● Work required:
Copy the lines below word for word, omitting the pictures from your answer.

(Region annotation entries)
-------

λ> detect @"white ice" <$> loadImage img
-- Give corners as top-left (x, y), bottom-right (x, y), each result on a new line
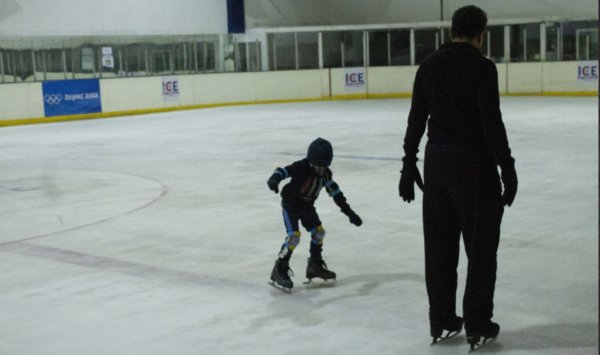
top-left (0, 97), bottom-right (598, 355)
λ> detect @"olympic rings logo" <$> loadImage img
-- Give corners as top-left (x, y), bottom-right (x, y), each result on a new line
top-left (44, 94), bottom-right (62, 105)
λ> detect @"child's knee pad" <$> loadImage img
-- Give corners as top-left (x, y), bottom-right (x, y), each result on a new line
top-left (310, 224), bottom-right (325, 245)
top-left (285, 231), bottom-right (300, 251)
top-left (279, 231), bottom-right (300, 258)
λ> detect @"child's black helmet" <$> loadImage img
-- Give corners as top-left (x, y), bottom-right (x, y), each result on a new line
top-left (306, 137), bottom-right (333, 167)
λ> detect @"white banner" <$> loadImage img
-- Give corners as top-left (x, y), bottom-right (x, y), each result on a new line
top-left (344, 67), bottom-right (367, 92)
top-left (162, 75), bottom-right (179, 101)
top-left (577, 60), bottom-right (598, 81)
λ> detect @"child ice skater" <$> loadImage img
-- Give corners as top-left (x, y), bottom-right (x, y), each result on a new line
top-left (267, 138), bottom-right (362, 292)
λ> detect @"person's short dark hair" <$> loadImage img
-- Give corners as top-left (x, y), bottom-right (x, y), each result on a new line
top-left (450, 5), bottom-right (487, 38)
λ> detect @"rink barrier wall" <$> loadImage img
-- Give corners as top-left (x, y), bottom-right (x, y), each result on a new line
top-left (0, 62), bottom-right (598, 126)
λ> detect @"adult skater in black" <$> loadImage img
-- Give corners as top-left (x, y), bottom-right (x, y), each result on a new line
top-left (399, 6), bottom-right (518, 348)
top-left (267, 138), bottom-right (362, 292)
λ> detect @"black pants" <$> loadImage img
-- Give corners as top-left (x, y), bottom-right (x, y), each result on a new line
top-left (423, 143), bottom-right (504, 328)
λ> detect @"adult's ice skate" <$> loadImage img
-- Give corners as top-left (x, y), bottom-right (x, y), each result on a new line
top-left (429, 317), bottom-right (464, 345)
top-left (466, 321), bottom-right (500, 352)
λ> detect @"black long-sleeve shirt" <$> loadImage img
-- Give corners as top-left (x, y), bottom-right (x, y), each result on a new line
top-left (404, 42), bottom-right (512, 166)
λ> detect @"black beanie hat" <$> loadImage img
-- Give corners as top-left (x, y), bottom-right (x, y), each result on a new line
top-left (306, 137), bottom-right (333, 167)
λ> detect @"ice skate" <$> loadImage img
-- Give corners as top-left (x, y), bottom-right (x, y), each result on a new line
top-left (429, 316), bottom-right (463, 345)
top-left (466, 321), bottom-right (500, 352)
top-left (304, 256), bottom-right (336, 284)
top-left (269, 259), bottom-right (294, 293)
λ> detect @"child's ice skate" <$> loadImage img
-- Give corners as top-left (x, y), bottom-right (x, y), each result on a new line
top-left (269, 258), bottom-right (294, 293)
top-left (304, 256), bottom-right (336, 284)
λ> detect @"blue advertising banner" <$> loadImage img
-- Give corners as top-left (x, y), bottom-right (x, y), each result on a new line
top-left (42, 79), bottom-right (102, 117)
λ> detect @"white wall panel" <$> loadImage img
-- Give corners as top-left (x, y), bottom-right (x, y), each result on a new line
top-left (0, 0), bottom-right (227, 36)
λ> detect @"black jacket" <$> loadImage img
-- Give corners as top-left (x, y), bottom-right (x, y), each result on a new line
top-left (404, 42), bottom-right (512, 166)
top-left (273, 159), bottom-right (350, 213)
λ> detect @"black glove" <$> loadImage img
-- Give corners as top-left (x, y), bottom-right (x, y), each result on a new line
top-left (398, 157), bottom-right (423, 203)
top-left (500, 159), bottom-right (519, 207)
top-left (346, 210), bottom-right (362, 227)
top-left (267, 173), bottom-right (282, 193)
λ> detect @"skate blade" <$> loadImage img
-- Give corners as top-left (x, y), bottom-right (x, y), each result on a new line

-------

● Written solution:
λ> detect @"white ice" <$> loadImage img
-- Give corners as top-left (x, y), bottom-right (x, y), each result on a new line
top-left (0, 97), bottom-right (598, 355)
λ> detect @"olympic rings logo" <$> loadImage img
-- Give corners as top-left (x, y), bottom-right (x, y), each result on a new line
top-left (44, 94), bottom-right (62, 105)
λ> detect @"child's knee pad" <$> loadImage img
-- Give corners as top-left (x, y), bottom-right (x, y), each result on a new line
top-left (310, 224), bottom-right (325, 245)
top-left (285, 231), bottom-right (300, 251)
top-left (279, 231), bottom-right (300, 258)
λ> detect @"child's black helmet" <$> loadImage img
-- Give corners as top-left (x, y), bottom-right (x, y), each result on a new line
top-left (306, 137), bottom-right (333, 167)
λ> detect @"white banner" <$> loadImage img
-- Give corners as top-left (x, y), bottom-right (x, y), each result on a new line
top-left (344, 67), bottom-right (367, 92)
top-left (162, 75), bottom-right (179, 101)
top-left (577, 60), bottom-right (598, 81)
λ> detect @"child ice skater" <$> loadImage img
-- Give corners as top-left (x, y), bottom-right (x, y), each result on a new line
top-left (267, 138), bottom-right (362, 292)
λ> detect @"person's short dark hair" <$> loadImage img
-- Give corners as top-left (x, y), bottom-right (x, y), each result on a new line
top-left (450, 5), bottom-right (487, 38)
λ> detect @"rink barrier wall" <$> loadImage img
-- Give corners as top-left (x, y), bottom-right (x, y), each result on a new line
top-left (0, 62), bottom-right (598, 126)
λ> detect @"adult skater in black" <$> loadImage img
-- Give corners as top-left (x, y), bottom-right (x, y), each result on a new line
top-left (399, 6), bottom-right (518, 348)
top-left (267, 138), bottom-right (362, 292)
λ> detect @"black pants" <$> loadImage img
-- Give corners as top-left (x, y), bottom-right (x, y), each result on a new line
top-left (423, 143), bottom-right (504, 328)
λ> detect @"adult's ice skate" <$> loadImage img
-- Give corners as top-left (x, y), bottom-right (x, y), each result on a new line
top-left (429, 317), bottom-right (464, 345)
top-left (466, 321), bottom-right (500, 352)
λ> detect @"black long-sleeve shirt" <$> loadImage img
-- Give corners as top-left (x, y), bottom-right (x, y), each result on a new line
top-left (404, 42), bottom-right (512, 166)
λ> detect @"black beanie hat" <$> loadImage img
-- Give corners as top-left (x, y), bottom-right (x, y), each result on a new line
top-left (306, 137), bottom-right (333, 167)
λ> detect @"ice skate" <$> loadImage img
-- Give corners as top-left (x, y), bottom-right (x, y), each result on a new line
top-left (429, 316), bottom-right (463, 345)
top-left (466, 321), bottom-right (500, 352)
top-left (304, 256), bottom-right (336, 284)
top-left (269, 259), bottom-right (294, 293)
λ> detect @"child's ice skate" <$> loadImage img
-- Give corners as top-left (x, y), bottom-right (x, y), each result on a new line
top-left (269, 258), bottom-right (294, 293)
top-left (304, 256), bottom-right (336, 284)
λ> detect @"blue advertising banner" <$> loadImage img
-- Give corners as top-left (x, y), bottom-right (x, y), each result on a new line
top-left (42, 79), bottom-right (102, 117)
λ> detect @"white wall panel" <$> loadImage img
-- Give corners as top-left (x, y), bottom-right (x, y), each result on a new line
top-left (0, 0), bottom-right (227, 36)
λ> detect @"black jacket" <$> loadImage img
-- Give corners as top-left (x, y), bottom-right (x, y), each result on a new line
top-left (404, 42), bottom-right (512, 166)
top-left (273, 159), bottom-right (350, 213)
λ> detect @"black glove" <$> loadImage img
-- Give corners as top-left (x, y), bottom-right (x, y), each result on a new line
top-left (398, 157), bottom-right (423, 203)
top-left (500, 159), bottom-right (519, 207)
top-left (346, 210), bottom-right (362, 227)
top-left (267, 173), bottom-right (282, 193)
λ> detect @"skate blade" <$> loadImage img
-- Give corners as top-left (x, y), bottom-right (x, y), each result on a new line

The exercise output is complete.